### THE EXERCISE
Could you reproduce every one of the records below word for word, leaving each line unchanged?
--- Start RECORDS FOR THIS TASK ---
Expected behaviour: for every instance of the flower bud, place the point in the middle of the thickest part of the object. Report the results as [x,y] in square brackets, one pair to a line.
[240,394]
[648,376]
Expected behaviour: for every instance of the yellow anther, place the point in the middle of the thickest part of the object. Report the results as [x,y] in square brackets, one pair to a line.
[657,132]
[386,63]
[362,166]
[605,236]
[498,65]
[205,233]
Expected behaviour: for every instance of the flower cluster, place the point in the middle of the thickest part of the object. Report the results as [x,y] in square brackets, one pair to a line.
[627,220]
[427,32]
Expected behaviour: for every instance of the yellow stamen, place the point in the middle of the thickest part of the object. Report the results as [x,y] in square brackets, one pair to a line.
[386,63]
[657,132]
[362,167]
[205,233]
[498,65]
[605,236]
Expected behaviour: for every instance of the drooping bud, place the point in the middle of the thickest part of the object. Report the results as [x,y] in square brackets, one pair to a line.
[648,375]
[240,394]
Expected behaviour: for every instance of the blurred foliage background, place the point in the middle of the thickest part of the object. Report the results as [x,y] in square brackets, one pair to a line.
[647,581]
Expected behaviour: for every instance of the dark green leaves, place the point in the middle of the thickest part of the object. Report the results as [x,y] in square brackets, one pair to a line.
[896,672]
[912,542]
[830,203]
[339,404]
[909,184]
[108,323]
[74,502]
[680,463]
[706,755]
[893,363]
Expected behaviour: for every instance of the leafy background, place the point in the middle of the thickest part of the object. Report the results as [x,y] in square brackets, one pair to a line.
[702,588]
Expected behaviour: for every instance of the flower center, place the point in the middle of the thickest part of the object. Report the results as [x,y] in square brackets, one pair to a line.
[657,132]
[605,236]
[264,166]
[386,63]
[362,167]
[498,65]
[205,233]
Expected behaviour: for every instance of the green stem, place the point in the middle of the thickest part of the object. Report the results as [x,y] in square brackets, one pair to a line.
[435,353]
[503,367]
--- End RECORDS FOR THIS TASK ---
### RESULT BELOW
Expected behaviour: for every instance of the flower bud, place the point in the middle of the thickest part of the object. Report the results as [x,y] in square brackets, one pair to a line.
[240,394]
[648,376]
Expected behaviour: for every instance of the yellow anther, place the point in the middle of the thickest part of the object. Report the results as [x,y] in square brackets, one pair to a line.
[657,132]
[386,63]
[362,166]
[605,236]
[498,65]
[205,233]
Expected behaviour: for every instance of the flower cluster, place the point in the middle of the thickest part of the object. Report the results as [x,y] in square brackets, one pair to a line.
[627,220]
[427,32]
Expected behaviour: for every instance of the yellow stamen, place the point in the middle of the thickest part of the object. Report the results as [x,y] in square brackets, one pair to a line.
[386,63]
[657,132]
[362,167]
[205,233]
[498,65]
[605,236]
Expected behaviour: for every instance of the drooping bud, place the point in the middle of the thickest part of the object. Report the results as [x,y] in square brackets, one pair to a line.
[648,375]
[240,394]
Expected behaviour: for every instance of the blurred foliage background, place the point in the middle of the thickest part of the object. Report the results as [x,y] in square brackets, one pair to a line.
[647,581]
Expected behaviour: for every instance of the dark green leaves, place the point in the middle of the thickest part of the object. Report the results as [x,y] in square brackets, one pair to a line.
[896,672]
[912,542]
[830,203]
[339,404]
[909,184]
[108,323]
[74,502]
[680,463]
[706,755]
[893,363]
Expected behaviour: for every instance of the leafy background, place the point in the middle of the thickest part of the object. Report the results as [x,y] in square brackets, one pair to a line.
[702,588]
Expected behaviour: for every instance of the flower center, place the point in the middle of the thickest part of the object. Report the results as [x,y] in square brackets, one pair to a line.
[657,132]
[605,236]
[264,166]
[386,63]
[362,167]
[498,65]
[205,233]
Expected behaviour: for every instance of the green stem, place the point in the middle of the thickest part of the object. Report the results as [x,y] in square brackets, one pair to a line.
[435,353]
[503,367]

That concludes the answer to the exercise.